• [Brief]: Print the listing below exactly.

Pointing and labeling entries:
------------------------------------------------------------

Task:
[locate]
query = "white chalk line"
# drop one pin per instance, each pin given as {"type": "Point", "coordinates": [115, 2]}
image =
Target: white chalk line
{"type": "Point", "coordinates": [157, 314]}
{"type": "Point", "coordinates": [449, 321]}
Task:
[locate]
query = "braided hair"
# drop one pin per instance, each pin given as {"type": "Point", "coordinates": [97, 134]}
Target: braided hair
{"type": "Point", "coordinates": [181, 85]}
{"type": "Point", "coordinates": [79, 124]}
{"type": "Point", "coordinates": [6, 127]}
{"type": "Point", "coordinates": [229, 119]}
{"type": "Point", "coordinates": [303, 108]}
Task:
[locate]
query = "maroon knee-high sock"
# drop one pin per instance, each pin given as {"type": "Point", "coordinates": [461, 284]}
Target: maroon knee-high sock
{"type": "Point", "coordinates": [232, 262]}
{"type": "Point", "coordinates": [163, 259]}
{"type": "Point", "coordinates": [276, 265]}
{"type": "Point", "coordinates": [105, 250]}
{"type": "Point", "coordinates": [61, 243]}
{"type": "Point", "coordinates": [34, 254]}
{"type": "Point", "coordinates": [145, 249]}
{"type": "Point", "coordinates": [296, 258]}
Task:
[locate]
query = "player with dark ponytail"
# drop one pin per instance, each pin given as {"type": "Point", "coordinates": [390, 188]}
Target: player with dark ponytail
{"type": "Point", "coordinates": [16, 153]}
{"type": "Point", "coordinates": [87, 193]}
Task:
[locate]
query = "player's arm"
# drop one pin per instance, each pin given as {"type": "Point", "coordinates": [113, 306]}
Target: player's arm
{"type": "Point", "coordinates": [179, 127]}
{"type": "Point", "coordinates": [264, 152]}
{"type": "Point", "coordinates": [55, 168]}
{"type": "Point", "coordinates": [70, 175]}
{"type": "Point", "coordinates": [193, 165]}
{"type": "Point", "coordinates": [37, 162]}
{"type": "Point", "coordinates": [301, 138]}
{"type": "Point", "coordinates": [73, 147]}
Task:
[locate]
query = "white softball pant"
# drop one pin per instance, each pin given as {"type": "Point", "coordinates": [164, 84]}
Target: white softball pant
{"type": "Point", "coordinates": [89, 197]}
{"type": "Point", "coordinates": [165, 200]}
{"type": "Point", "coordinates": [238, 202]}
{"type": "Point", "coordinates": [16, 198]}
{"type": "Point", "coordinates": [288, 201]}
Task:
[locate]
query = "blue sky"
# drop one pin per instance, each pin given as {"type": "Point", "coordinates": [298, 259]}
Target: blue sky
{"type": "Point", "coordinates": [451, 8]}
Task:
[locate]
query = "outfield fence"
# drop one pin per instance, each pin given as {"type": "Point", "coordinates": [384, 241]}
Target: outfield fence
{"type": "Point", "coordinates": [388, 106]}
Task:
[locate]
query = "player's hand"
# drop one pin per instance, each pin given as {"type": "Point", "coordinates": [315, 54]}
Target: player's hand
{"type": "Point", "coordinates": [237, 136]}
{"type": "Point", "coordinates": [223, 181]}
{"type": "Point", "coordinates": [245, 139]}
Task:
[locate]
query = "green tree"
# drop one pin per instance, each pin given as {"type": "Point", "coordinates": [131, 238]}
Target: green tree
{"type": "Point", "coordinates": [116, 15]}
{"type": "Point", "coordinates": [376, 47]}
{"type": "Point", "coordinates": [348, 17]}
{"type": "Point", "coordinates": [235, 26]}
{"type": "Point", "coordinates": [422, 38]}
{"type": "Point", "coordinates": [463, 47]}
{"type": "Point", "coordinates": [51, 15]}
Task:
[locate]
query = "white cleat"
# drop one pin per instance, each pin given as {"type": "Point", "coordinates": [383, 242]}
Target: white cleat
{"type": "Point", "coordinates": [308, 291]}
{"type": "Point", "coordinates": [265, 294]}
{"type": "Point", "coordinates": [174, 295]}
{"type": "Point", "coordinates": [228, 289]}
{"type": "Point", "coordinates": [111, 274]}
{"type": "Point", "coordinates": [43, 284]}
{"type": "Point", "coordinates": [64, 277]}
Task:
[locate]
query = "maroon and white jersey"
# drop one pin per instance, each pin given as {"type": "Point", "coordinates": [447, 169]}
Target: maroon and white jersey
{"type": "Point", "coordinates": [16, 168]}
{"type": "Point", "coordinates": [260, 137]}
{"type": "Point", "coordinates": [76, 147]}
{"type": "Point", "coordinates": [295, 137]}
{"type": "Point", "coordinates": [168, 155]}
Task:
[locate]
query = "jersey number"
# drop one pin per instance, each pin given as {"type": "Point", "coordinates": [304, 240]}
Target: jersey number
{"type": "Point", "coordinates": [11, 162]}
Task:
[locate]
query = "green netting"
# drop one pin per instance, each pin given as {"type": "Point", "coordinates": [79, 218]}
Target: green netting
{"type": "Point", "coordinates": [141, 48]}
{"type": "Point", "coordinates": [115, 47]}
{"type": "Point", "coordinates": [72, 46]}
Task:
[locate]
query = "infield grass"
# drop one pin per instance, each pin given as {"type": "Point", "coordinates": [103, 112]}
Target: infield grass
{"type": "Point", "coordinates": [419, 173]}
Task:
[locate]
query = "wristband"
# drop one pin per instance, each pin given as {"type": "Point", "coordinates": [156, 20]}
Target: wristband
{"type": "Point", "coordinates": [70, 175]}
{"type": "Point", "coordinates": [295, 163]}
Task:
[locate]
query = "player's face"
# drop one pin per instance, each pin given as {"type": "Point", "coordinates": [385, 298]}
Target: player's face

------------------------------------------------------------

• [Response to this exercise]:
Task:
[locate]
query = "white chalk line"
# drop one pin per instance, each pin given as {"type": "Point", "coordinates": [115, 2]}
image =
Target: white chalk line
{"type": "Point", "coordinates": [157, 314]}
{"type": "Point", "coordinates": [449, 321]}
Task:
[locate]
query = "braided hair"
# drop one pin per instance, each pin given as {"type": "Point", "coordinates": [97, 134]}
Target: braided hair
{"type": "Point", "coordinates": [181, 85]}
{"type": "Point", "coordinates": [79, 124]}
{"type": "Point", "coordinates": [6, 127]}
{"type": "Point", "coordinates": [229, 119]}
{"type": "Point", "coordinates": [303, 108]}
Task:
[locate]
query = "maroon knee-high sock"
# drop one pin per instance, each pin given as {"type": "Point", "coordinates": [461, 284]}
Target: maroon knee-high sock
{"type": "Point", "coordinates": [232, 262]}
{"type": "Point", "coordinates": [163, 259]}
{"type": "Point", "coordinates": [276, 265]}
{"type": "Point", "coordinates": [105, 250]}
{"type": "Point", "coordinates": [61, 243]}
{"type": "Point", "coordinates": [34, 254]}
{"type": "Point", "coordinates": [145, 249]}
{"type": "Point", "coordinates": [296, 258]}
Task:
[locate]
query = "player with dark ponytail"
# drop one pin per instance, each pin given as {"type": "Point", "coordinates": [390, 188]}
Target: player with dark ponytail
{"type": "Point", "coordinates": [16, 153]}
{"type": "Point", "coordinates": [87, 193]}
Task:
[locate]
query = "player's arm"
# drop one pin per instance, each pin given as {"type": "Point", "coordinates": [113, 306]}
Target: player's arm
{"type": "Point", "coordinates": [179, 127]}
{"type": "Point", "coordinates": [264, 152]}
{"type": "Point", "coordinates": [55, 168]}
{"type": "Point", "coordinates": [70, 175]}
{"type": "Point", "coordinates": [193, 165]}
{"type": "Point", "coordinates": [37, 162]}
{"type": "Point", "coordinates": [301, 138]}
{"type": "Point", "coordinates": [73, 147]}
Task:
[locate]
query = "white softball pant"
# drop one pin per instance, each pin given as {"type": "Point", "coordinates": [164, 84]}
Target: white softball pant
{"type": "Point", "coordinates": [89, 197]}
{"type": "Point", "coordinates": [165, 200]}
{"type": "Point", "coordinates": [238, 202]}
{"type": "Point", "coordinates": [16, 198]}
{"type": "Point", "coordinates": [288, 201]}
Task:
[locate]
query = "blue sky"
# drop one pin per instance, each pin given as {"type": "Point", "coordinates": [298, 259]}
Target: blue sky
{"type": "Point", "coordinates": [451, 8]}
Task:
[locate]
query = "outfield fence"
# drop one pin per instance, each pin given as {"type": "Point", "coordinates": [384, 241]}
Target: outfield fence
{"type": "Point", "coordinates": [388, 106]}
Task:
[locate]
query = "player's hand"
# drop one pin per instance, each pin given as {"type": "Point", "coordinates": [315, 54]}
Target: player's hand
{"type": "Point", "coordinates": [237, 136]}
{"type": "Point", "coordinates": [223, 181]}
{"type": "Point", "coordinates": [245, 139]}
Task:
[locate]
query = "green tree"
# drop one pin per instance, each pin given as {"type": "Point", "coordinates": [131, 238]}
Target: green tree
{"type": "Point", "coordinates": [116, 15]}
{"type": "Point", "coordinates": [376, 47]}
{"type": "Point", "coordinates": [348, 17]}
{"type": "Point", "coordinates": [235, 26]}
{"type": "Point", "coordinates": [422, 38]}
{"type": "Point", "coordinates": [463, 47]}
{"type": "Point", "coordinates": [51, 15]}
Task:
[locate]
query = "white cleat"
# drop one pin per instance, each pin given as {"type": "Point", "coordinates": [383, 242]}
Target: white cleat
{"type": "Point", "coordinates": [308, 291]}
{"type": "Point", "coordinates": [265, 294]}
{"type": "Point", "coordinates": [174, 295]}
{"type": "Point", "coordinates": [228, 289]}
{"type": "Point", "coordinates": [111, 274]}
{"type": "Point", "coordinates": [43, 284]}
{"type": "Point", "coordinates": [64, 277]}
Task:
[locate]
query = "maroon and white jersey"
# drop one pin per instance, each pin given as {"type": "Point", "coordinates": [447, 169]}
Target: maroon and white jersey
{"type": "Point", "coordinates": [16, 168]}
{"type": "Point", "coordinates": [260, 137]}
{"type": "Point", "coordinates": [76, 147]}
{"type": "Point", "coordinates": [295, 137]}
{"type": "Point", "coordinates": [168, 155]}
Task:
[locate]
query = "jersey number"
# drop one pin per instance, each pin given as {"type": "Point", "coordinates": [304, 240]}
Target: jersey number
{"type": "Point", "coordinates": [11, 162]}
Task:
[locate]
query = "green netting"
# drop one pin per instance, each pin given as {"type": "Point", "coordinates": [79, 218]}
Target: green netting
{"type": "Point", "coordinates": [141, 48]}
{"type": "Point", "coordinates": [115, 47]}
{"type": "Point", "coordinates": [72, 46]}
Task:
[locate]
query = "infield grass"
# drop one pin per instance, each pin given as {"type": "Point", "coordinates": [103, 112]}
Target: infield grass
{"type": "Point", "coordinates": [419, 173]}
Task:
[locate]
query = "wristband"
# drop one pin per instance, each pin given as {"type": "Point", "coordinates": [156, 20]}
Target: wristband
{"type": "Point", "coordinates": [70, 175]}
{"type": "Point", "coordinates": [295, 163]}
Task:
[locate]
query = "player's face"
# drop one pin per instance, each pin given as {"type": "Point", "coordinates": [385, 298]}
Target: player's face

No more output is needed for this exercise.